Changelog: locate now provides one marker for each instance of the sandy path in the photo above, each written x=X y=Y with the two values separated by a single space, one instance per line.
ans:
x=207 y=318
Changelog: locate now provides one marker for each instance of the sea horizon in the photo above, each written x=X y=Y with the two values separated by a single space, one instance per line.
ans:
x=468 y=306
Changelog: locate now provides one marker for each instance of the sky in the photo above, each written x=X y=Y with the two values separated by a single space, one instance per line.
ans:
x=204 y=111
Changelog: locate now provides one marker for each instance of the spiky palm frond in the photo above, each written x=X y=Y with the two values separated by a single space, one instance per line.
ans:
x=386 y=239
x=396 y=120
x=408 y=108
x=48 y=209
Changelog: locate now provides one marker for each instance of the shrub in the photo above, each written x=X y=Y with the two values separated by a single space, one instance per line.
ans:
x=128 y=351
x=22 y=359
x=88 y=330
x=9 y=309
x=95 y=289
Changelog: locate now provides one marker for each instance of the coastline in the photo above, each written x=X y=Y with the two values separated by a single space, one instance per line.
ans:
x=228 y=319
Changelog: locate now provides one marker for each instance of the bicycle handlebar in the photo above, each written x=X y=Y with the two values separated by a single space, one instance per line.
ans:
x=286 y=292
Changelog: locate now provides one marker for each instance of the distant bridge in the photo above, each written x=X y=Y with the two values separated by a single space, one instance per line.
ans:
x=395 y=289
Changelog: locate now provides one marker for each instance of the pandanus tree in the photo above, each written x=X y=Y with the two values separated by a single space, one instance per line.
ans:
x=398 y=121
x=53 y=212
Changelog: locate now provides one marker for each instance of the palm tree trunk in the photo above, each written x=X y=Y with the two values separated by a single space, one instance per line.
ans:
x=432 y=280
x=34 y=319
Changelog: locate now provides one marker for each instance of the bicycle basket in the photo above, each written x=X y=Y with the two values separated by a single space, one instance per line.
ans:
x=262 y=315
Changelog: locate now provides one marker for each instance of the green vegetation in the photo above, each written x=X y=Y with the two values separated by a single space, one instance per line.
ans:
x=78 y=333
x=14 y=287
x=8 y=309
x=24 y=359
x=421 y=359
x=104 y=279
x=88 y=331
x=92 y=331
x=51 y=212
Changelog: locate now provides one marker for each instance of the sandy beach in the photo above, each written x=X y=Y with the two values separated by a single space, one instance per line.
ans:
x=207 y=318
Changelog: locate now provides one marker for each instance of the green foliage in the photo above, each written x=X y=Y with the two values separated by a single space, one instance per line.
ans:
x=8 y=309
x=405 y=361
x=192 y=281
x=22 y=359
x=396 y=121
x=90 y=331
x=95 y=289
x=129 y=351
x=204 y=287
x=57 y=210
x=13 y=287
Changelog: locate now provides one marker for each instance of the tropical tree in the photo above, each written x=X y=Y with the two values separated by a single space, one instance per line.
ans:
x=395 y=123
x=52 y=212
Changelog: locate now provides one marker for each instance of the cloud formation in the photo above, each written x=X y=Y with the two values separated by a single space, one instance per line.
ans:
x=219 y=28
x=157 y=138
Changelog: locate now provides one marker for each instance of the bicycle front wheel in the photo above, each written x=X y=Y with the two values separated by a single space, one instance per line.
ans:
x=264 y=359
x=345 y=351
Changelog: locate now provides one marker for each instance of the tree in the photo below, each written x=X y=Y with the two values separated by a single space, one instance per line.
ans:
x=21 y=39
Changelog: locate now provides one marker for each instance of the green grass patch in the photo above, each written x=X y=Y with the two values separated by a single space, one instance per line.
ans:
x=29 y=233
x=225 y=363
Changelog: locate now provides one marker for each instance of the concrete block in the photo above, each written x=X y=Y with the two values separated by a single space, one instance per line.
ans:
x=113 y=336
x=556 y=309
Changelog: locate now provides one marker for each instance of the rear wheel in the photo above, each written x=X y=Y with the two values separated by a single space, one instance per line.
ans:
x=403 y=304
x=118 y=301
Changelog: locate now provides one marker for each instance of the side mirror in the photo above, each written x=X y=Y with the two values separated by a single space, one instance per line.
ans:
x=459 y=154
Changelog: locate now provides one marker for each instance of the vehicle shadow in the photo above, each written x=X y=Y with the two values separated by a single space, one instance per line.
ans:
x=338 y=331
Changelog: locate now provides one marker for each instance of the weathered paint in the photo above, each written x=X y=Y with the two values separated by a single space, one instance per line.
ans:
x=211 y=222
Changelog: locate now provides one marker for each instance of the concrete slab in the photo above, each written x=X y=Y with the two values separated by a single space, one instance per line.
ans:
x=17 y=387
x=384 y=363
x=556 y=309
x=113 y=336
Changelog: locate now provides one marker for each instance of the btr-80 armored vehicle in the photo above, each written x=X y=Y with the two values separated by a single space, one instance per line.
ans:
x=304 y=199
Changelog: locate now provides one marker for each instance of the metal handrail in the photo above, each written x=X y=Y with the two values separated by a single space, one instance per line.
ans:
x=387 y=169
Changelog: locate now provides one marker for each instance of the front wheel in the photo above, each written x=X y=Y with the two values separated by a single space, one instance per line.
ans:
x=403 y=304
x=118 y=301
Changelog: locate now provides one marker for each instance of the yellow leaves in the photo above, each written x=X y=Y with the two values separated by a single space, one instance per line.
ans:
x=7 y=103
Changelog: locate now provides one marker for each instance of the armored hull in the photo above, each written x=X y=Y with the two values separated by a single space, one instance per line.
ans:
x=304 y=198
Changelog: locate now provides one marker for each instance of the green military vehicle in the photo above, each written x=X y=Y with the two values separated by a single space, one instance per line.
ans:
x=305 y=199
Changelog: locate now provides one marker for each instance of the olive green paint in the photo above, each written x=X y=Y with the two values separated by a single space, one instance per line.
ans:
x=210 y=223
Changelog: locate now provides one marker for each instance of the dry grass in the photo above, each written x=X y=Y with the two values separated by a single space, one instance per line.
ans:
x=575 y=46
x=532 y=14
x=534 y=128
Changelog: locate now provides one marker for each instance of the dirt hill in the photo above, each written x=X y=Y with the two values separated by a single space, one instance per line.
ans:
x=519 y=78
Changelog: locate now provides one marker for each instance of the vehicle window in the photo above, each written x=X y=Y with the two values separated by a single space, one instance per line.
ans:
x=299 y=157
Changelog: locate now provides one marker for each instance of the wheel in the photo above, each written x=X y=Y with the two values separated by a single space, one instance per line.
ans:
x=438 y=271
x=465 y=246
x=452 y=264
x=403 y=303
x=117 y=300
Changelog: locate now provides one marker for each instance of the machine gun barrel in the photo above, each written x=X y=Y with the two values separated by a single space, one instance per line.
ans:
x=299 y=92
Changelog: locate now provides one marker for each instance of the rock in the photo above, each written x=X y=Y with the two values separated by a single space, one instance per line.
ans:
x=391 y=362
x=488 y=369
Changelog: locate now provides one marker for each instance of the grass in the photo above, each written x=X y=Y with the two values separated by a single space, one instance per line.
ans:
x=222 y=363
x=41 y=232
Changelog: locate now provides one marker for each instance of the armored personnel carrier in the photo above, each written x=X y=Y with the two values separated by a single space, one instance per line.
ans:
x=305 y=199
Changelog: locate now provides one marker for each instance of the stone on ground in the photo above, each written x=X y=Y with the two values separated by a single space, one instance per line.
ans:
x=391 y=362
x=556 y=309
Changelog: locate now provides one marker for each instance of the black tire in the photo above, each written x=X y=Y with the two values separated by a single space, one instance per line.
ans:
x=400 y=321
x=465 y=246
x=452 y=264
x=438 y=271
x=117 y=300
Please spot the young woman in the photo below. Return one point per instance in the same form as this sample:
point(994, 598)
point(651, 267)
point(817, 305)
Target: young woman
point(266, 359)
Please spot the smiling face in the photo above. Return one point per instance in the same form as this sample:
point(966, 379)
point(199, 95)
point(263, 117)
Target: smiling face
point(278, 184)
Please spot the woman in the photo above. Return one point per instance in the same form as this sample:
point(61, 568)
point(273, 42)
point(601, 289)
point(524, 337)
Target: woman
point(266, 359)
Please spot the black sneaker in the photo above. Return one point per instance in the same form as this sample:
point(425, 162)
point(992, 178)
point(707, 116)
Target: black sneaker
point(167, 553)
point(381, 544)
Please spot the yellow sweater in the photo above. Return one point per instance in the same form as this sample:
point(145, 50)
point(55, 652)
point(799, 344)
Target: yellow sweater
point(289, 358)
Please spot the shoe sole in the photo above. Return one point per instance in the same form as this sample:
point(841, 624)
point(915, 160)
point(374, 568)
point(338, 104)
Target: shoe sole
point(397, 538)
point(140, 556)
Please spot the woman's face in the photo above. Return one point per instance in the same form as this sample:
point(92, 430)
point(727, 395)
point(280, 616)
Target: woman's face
########################################
■ How to complete this task
Wherever the word "concrete" appears in a line of the data above, copy that line.

■ Result
Changelog: locate now provides one marker for each instance of the concrete block in the photo above, each written x=X y=Y with the two values separated by a single space, one instance per line.
Changelog: locate now provides one marker for each instance of the concrete slab in the photo above, each written x=X y=Y with the two values separated by a single space, one instance per line.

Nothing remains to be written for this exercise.